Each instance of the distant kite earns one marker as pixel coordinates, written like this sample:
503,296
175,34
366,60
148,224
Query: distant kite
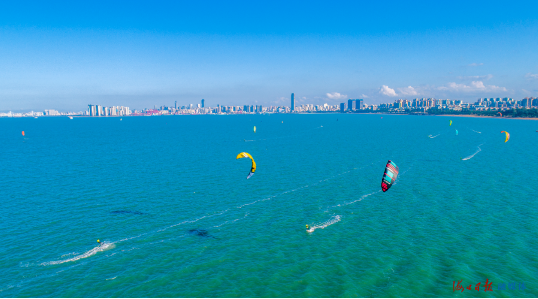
253,167
390,175
507,136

- Task -
Every record above must be given again exactly; drop the pictures.

- Solution below -
Each instance of the distant kite earns one marker as pixel coordinates, written like this sample:
503,296
175,34
366,60
148,224
Query: distant kite
253,167
390,175
507,136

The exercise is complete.